Aim of the exercise >> In the text on Irena Haiduk's documenta 14 performance, copy out the part that opens with the words "Spinal Discipline is" and closes with "on their heads.", replacing "balancing" with "carrying".

Document extract >>
—————

Bookends: Waiting Rules for Caryatids

Spinal Discipline is the name of Irena Haiduk’s performance at documenta 14 in which thirteen members of the “Army of Beautiful Women” walk while balancing the surrogate Proust book Seductive Exacting Realism on their heads.

This use of a book as a tool for correct posture and grace is accompanied by other seemingly superficial features of the clothes and shoes they are wearing. Yet both the dresses and shoes are also part of the performance as they are products of Haiduk’s ‘oral corporation’ Yugoexport. In fact, the shoes have their own section in the exhibition checklist, which runs as follows:

Nine-Hour Delay (2012–58)
One thousand pairs of Borosana shoes worn by the female workforce of documenta 14
Shoe sizes 35–42
Produced for Yugoexport

The title seems to reference the sense of waiting associated with the hours of the working day (the ‘delay’ that working hours brings to our lives) and this idea is referenced in the conditions for purchase by visitors to documenta 14, wherein they have to agree to use these shoes only for work. This connection between working and waiting – the work of waiting – is given a broader political emphasis in the excerpts from the notebooks of the Yugoslav novelist Ivo Andrić included in Seductive Exacting Realism, translated by Haiduk and called Waiting Rules. Here is a brief sample:

The forces propelling life here are not hard work and initiative, but waiting and patience, since it is patience that nourishes and maintains waiting.

—————

Referring expression data >>
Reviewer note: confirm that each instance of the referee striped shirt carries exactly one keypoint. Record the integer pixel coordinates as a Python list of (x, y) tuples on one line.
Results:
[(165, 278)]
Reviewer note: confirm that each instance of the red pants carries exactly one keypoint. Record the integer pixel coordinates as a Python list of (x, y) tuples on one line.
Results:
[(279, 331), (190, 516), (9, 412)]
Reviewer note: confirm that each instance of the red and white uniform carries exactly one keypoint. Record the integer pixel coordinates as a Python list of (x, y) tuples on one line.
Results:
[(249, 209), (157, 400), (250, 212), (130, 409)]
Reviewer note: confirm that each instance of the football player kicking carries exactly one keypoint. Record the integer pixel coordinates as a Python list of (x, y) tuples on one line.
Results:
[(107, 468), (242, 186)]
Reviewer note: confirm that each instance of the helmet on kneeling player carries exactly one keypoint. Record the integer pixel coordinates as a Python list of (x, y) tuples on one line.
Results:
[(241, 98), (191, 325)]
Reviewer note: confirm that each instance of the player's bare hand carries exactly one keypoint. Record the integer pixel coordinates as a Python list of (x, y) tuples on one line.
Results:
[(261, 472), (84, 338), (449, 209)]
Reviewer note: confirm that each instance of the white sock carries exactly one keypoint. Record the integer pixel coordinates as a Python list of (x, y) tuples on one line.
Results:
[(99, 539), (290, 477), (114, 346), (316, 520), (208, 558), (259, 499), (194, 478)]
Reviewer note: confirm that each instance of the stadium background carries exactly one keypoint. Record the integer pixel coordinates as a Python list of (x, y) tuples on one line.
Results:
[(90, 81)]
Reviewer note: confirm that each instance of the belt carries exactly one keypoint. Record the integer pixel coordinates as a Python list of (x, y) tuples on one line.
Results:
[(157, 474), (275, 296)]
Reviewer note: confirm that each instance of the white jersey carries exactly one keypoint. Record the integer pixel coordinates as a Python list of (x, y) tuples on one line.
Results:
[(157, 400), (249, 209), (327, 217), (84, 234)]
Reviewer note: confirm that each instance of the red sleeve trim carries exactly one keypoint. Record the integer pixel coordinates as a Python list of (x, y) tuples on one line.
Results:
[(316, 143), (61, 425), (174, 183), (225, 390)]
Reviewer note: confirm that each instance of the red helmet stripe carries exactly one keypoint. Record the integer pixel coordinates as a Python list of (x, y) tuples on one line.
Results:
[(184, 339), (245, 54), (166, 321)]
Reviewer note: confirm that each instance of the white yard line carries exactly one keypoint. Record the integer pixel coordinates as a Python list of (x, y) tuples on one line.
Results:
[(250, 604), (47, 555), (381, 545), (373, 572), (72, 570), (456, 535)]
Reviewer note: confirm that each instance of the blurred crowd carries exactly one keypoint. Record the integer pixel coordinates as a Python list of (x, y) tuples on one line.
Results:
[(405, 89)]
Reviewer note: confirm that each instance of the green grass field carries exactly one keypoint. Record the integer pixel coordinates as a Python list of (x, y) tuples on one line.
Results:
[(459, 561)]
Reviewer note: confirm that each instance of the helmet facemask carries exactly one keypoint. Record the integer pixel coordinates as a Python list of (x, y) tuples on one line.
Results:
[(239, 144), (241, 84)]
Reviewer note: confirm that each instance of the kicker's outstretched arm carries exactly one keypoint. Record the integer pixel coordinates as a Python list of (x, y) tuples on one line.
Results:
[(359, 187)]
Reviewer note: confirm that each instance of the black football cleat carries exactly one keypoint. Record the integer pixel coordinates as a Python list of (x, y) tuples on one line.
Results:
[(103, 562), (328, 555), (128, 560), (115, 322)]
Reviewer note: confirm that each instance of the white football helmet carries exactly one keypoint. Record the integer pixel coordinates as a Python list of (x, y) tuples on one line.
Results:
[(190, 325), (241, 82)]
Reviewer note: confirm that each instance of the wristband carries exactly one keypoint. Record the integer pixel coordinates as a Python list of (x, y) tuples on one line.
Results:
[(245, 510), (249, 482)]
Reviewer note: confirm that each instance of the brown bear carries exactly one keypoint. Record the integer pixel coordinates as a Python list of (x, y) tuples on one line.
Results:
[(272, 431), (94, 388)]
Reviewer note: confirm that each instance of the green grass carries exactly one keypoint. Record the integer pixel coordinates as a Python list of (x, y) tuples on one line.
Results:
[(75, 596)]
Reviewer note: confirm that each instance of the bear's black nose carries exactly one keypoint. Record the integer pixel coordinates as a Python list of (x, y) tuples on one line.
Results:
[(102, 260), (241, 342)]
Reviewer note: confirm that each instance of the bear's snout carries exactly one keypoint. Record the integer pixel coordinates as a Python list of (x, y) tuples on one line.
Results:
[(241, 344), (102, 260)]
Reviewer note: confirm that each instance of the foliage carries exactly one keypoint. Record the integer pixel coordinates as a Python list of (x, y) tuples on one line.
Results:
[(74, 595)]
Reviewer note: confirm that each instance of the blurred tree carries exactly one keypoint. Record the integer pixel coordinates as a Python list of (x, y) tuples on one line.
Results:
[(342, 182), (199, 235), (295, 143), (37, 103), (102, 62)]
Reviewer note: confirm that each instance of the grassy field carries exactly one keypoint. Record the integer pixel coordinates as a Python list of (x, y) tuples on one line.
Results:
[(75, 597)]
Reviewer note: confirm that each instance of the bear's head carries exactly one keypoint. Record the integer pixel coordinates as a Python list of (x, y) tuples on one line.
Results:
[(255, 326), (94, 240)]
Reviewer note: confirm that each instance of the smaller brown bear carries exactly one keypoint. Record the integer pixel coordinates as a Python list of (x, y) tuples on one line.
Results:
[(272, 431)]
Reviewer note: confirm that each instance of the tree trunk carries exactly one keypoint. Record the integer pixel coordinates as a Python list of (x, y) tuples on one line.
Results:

—————

Task result >>
Spinal Discipline is the name of Irena Haiduk’s performance at documenta 14 in which thirteen members of the “Army of Beautiful Women” walk while carrying the surrogate Proust book Seductive Exacting Realism on their heads.